Source records
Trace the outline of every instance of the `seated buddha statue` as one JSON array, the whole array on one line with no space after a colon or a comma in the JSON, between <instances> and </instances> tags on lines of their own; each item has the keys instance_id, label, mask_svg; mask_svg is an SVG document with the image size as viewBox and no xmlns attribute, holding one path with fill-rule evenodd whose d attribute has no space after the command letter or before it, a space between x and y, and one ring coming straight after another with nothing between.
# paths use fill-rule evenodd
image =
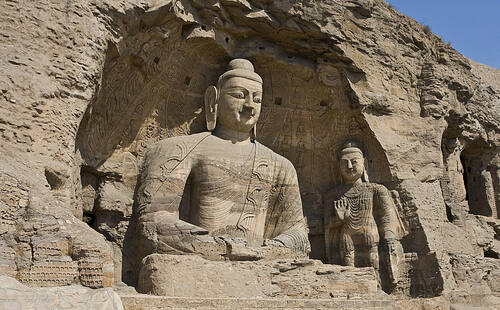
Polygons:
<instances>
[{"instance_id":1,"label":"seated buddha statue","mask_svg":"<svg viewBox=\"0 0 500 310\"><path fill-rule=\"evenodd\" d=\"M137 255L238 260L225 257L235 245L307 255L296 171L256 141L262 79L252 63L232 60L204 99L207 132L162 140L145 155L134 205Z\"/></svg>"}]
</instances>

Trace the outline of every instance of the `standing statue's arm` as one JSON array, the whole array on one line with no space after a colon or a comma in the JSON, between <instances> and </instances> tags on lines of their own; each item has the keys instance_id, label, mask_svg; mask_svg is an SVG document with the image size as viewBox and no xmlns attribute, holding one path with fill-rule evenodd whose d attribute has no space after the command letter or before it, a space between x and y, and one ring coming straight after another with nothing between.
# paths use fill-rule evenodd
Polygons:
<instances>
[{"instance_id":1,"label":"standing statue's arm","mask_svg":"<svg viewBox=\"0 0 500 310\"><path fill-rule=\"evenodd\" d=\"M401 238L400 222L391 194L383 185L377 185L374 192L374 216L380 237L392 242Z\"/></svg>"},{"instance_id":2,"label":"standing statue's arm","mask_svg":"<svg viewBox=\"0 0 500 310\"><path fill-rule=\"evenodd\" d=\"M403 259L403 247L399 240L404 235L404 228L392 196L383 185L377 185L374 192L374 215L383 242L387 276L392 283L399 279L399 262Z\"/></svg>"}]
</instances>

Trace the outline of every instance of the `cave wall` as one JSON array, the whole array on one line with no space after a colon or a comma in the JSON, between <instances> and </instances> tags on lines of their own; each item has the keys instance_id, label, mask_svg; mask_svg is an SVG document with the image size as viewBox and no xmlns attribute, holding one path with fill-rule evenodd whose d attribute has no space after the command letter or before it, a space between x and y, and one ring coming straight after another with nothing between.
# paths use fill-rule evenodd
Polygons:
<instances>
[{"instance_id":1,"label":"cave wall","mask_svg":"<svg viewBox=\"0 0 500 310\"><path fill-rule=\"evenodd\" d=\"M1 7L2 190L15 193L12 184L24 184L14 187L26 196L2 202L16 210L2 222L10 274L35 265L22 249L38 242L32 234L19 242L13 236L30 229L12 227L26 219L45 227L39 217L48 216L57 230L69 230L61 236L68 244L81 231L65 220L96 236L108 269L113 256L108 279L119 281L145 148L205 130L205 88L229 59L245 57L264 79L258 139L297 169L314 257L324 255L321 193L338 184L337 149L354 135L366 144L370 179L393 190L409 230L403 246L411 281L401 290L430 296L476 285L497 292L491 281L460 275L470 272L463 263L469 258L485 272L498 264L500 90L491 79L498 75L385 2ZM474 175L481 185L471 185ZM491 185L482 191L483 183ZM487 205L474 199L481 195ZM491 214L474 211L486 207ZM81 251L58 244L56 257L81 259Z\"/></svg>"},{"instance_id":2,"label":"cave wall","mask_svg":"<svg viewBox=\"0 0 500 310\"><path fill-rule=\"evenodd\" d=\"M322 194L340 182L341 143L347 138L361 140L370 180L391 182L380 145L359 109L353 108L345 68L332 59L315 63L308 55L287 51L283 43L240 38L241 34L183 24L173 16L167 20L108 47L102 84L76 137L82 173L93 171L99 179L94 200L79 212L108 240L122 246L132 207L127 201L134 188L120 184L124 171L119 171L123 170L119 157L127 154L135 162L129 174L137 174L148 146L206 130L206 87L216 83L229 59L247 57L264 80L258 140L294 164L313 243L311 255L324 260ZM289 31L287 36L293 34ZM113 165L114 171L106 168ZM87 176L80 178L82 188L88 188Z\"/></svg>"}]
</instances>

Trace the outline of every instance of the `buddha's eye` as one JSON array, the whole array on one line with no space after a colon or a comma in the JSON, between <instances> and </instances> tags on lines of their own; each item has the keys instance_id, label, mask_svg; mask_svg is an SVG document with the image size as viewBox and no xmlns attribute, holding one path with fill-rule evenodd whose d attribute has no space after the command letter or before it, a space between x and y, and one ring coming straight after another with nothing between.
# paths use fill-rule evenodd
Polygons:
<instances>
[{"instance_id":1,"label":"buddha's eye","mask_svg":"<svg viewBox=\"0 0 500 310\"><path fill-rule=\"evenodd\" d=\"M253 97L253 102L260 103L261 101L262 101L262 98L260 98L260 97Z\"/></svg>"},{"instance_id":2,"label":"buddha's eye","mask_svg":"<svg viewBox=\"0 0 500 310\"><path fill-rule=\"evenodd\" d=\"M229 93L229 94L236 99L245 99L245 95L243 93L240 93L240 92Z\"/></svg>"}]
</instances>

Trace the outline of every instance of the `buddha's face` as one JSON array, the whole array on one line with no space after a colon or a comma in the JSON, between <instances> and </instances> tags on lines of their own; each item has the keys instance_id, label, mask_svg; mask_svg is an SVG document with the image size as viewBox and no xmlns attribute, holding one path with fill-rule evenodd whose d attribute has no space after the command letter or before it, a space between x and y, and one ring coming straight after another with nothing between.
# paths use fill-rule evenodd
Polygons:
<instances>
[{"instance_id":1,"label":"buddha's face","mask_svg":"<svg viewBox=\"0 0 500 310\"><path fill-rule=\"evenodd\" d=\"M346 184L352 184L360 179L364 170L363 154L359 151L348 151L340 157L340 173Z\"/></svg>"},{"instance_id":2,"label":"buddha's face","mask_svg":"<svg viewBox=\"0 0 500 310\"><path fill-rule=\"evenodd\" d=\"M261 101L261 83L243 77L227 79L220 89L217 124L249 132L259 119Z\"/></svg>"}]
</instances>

* * *

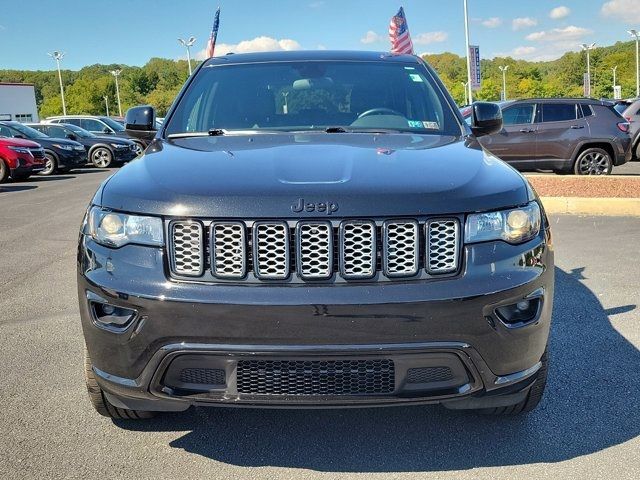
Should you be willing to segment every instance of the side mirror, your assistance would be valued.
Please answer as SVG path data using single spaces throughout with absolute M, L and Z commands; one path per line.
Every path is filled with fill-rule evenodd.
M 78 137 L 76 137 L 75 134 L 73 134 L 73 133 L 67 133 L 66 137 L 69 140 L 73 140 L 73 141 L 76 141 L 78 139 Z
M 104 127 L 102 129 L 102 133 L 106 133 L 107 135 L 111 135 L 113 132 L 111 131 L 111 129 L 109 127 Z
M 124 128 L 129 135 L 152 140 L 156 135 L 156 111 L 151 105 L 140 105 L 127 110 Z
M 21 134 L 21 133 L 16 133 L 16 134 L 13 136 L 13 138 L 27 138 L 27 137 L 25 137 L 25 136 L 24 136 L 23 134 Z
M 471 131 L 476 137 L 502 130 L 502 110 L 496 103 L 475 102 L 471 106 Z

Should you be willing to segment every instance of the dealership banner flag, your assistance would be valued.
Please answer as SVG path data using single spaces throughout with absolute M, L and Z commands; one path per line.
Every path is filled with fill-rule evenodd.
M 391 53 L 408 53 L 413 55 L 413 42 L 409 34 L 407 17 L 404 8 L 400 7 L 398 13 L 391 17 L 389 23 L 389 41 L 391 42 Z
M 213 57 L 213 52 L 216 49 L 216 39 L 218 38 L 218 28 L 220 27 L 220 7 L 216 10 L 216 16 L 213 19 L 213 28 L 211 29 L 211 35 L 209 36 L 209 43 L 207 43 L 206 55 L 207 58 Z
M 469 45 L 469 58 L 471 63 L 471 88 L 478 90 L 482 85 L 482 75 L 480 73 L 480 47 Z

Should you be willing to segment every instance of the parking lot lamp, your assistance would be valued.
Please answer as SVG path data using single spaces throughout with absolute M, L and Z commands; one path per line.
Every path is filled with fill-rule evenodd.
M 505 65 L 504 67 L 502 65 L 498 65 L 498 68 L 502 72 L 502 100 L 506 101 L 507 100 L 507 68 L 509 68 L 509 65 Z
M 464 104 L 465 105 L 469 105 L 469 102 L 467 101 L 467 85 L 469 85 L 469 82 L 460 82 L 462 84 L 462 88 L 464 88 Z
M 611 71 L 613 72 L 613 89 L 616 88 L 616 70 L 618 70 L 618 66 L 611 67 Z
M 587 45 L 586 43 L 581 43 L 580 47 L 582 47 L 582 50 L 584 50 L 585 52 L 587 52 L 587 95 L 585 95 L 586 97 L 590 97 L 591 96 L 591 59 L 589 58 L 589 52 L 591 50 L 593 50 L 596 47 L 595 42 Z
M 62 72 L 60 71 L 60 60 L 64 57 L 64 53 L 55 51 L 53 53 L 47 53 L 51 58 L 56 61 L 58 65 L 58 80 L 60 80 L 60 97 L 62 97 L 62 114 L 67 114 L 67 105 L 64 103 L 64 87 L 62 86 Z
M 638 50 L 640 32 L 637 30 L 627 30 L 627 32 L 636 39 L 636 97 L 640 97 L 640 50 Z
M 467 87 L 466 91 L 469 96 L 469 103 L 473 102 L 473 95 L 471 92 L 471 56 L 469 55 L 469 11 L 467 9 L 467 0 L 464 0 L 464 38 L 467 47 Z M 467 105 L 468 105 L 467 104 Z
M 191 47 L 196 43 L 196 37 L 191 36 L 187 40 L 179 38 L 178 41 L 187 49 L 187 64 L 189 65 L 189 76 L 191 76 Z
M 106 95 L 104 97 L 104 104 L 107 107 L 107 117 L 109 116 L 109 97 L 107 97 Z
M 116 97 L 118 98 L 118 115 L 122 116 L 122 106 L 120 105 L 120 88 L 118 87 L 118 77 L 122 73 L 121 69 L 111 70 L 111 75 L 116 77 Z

- _Task directions_: Wherever the string "valued" appears in the data above, copy the line it sits in.

- _Exercise response_:
Should you be willing to segment every instance of the side mirror, your assistance would be valued.
Should you be willing to segment every instance of the dealership banner flag, your assistance would be valued.
Should you be willing to segment every instance of the parking lot lamp, your assistance would be valued.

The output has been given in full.